• **THE REQUEST**
Echo everything from the line containing "Locate the coastal" down to the line containing "left=690, top=645, right=732, bottom=731", keeping both of those lines.

Dataset rows
..............................

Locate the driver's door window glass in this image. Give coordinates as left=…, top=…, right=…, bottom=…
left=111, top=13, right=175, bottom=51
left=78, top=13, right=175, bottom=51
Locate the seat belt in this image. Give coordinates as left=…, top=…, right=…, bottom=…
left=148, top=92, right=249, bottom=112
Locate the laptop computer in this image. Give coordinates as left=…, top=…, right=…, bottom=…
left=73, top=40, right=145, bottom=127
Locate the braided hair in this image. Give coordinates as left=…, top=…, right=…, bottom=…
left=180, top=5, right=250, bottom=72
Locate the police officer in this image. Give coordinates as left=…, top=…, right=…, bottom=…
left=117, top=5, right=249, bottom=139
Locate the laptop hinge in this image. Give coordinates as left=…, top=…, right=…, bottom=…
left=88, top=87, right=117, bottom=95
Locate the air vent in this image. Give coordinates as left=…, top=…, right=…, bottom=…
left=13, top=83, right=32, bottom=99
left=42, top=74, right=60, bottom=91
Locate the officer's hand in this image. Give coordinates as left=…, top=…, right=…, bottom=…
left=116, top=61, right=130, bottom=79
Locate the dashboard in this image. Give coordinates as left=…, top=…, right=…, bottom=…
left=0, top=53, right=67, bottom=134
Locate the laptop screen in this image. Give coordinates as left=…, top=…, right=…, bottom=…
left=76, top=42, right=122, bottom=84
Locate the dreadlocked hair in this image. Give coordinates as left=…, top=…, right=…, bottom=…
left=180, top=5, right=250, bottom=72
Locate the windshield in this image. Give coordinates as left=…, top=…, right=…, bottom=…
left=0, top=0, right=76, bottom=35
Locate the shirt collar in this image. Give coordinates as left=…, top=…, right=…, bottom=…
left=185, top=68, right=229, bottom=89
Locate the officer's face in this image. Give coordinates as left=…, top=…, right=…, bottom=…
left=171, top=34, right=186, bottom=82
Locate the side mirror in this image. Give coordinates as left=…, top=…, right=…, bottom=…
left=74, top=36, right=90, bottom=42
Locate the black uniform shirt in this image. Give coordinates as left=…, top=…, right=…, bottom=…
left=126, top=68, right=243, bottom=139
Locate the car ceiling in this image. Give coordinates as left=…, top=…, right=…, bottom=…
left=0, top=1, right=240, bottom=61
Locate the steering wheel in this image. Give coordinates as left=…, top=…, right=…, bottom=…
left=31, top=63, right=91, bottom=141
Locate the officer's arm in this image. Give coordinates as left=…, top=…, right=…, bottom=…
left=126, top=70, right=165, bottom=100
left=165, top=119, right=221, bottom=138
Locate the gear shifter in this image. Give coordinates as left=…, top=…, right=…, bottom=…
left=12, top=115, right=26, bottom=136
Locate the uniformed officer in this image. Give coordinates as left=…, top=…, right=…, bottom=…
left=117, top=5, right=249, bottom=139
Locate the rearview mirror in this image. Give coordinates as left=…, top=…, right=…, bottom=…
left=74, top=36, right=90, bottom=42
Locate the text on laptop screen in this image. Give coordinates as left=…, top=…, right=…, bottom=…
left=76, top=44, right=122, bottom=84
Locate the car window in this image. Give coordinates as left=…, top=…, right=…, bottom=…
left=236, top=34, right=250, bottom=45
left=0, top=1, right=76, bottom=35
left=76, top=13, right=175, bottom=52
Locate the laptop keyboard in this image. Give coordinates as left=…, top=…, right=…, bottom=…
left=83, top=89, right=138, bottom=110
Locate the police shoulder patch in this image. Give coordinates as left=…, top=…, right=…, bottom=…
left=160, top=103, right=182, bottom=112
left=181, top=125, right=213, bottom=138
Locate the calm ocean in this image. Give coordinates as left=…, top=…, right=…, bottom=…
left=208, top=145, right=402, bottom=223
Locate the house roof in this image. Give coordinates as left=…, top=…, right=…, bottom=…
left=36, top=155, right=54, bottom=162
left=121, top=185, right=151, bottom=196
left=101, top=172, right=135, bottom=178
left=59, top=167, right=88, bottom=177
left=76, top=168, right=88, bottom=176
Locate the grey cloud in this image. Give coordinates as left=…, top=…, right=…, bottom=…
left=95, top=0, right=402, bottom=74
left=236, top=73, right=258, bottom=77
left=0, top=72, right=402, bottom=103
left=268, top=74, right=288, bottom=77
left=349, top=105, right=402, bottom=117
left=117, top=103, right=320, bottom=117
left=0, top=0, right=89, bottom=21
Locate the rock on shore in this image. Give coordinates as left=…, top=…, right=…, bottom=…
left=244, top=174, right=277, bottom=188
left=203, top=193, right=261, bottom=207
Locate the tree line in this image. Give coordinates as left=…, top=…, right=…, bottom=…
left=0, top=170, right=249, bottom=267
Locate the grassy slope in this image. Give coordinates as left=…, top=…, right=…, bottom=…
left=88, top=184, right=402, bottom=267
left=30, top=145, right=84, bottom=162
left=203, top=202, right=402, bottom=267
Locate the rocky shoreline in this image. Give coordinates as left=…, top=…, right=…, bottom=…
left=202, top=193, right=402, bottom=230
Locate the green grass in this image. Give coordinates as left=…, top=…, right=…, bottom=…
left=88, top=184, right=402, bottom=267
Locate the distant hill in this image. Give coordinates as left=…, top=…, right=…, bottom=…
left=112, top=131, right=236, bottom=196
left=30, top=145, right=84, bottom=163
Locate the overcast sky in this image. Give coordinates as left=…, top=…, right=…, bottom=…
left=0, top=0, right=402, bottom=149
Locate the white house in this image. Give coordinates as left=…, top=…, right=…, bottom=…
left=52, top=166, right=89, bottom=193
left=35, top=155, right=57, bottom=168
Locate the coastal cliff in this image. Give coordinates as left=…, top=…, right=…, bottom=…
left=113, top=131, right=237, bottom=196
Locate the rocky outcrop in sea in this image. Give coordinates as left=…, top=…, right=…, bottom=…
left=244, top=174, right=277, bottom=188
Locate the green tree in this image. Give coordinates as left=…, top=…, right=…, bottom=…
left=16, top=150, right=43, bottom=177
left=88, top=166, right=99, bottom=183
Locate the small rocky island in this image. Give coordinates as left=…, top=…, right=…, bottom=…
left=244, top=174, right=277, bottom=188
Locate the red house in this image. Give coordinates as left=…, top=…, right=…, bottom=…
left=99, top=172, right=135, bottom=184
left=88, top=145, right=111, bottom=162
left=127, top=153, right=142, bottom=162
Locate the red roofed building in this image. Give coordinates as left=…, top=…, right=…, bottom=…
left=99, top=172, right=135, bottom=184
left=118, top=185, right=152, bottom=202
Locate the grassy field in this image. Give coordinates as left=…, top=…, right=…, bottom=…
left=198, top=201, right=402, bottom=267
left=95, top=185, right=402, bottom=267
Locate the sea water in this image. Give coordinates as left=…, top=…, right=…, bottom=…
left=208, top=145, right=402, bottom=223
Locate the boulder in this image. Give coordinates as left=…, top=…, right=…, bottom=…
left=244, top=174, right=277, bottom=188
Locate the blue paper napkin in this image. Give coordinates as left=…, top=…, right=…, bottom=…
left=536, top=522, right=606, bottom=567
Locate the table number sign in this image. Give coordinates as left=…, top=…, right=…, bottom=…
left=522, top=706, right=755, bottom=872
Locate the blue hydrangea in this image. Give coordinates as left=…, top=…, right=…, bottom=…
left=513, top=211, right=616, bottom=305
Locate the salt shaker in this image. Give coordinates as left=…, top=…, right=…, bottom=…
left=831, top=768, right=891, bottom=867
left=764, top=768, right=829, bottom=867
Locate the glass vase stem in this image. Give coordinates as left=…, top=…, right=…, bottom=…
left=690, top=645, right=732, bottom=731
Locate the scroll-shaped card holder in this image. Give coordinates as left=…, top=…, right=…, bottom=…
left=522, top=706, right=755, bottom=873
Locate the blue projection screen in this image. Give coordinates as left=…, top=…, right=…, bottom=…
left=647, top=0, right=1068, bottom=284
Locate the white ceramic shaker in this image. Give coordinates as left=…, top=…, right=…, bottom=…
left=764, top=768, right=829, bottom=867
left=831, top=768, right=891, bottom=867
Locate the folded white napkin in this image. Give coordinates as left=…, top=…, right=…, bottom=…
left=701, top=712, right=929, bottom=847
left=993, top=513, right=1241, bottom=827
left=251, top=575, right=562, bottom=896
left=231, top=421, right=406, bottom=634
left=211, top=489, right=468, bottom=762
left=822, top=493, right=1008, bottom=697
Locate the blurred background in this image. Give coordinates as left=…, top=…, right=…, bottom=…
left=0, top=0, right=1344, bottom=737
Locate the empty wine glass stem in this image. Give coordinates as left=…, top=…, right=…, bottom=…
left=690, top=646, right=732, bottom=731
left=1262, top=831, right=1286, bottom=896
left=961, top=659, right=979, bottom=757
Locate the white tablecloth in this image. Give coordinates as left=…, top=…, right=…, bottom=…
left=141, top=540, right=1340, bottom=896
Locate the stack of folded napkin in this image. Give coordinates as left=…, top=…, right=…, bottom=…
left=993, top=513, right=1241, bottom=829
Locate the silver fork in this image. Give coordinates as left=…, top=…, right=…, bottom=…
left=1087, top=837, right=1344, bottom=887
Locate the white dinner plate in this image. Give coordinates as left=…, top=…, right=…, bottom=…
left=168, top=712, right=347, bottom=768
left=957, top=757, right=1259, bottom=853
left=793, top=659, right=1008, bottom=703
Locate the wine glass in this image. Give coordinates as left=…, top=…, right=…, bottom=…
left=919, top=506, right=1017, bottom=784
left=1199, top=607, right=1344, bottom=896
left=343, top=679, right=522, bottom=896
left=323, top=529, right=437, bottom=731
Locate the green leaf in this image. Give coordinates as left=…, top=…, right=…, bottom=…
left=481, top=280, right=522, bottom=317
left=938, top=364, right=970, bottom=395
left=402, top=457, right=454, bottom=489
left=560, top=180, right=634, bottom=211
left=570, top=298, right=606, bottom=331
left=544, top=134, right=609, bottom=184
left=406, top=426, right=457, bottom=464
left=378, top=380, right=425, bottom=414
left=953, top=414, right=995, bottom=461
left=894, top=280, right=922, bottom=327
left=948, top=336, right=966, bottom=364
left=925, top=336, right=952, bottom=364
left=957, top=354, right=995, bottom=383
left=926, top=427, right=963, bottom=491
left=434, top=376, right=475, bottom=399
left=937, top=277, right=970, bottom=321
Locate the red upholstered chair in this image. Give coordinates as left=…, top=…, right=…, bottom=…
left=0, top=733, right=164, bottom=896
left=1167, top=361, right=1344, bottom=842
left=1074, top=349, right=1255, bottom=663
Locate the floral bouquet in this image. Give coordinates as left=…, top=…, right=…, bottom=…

..............................

• **TASK ANSWER**
Locate the coastal cliff in this image. Give coordinates as left=…, top=…, right=…, bottom=…
left=113, top=131, right=237, bottom=196
Locate the rocky outcrop in sea in this image. Give coordinates as left=…, top=…, right=…, bottom=…
left=244, top=174, right=277, bottom=188
Locate the green tree in this image. Give coordinates as left=…, top=…, right=…, bottom=…
left=16, top=150, right=43, bottom=177
left=88, top=166, right=99, bottom=183
Locate the small rocky island in this image. Give coordinates as left=…, top=…, right=…, bottom=…
left=244, top=174, right=277, bottom=188
Locate the red house in this image. Give coordinates as left=…, top=…, right=…, bottom=…
left=99, top=172, right=135, bottom=184
left=88, top=145, right=111, bottom=162
left=127, top=153, right=142, bottom=162
Locate the red roofed building in this image. Give coordinates as left=…, top=…, right=…, bottom=…
left=99, top=172, right=135, bottom=184
left=118, top=185, right=152, bottom=202
Locate the grassy field in this image. Give coordinates as left=…, top=…, right=…, bottom=…
left=198, top=201, right=402, bottom=267
left=95, top=185, right=402, bottom=267
Locate the sea water in this image. Give coordinates as left=…, top=…, right=…, bottom=…
left=208, top=145, right=402, bottom=223
Locate the boulder in this image. Give coordinates as left=…, top=…, right=…, bottom=…
left=244, top=174, right=277, bottom=188
Locate the blue paper napkin in this image. Give coordinates as left=…, top=…, right=…, bottom=…
left=536, top=522, right=606, bottom=567
Locate the table number sign in this image. Give coordinates as left=…, top=…, right=…, bottom=…
left=522, top=706, right=755, bottom=872
Locate the blue hydrangea in this image. Give coordinates as left=…, top=…, right=…, bottom=…
left=513, top=211, right=616, bottom=305
Locate the salt shaker in this image. Give coordinates as left=…, top=…, right=…, bottom=…
left=831, top=768, right=891, bottom=867
left=764, top=768, right=829, bottom=867
Locate the glass vase stem in this image. Give coordinates as left=…, top=…, right=…, bottom=…
left=690, top=645, right=732, bottom=731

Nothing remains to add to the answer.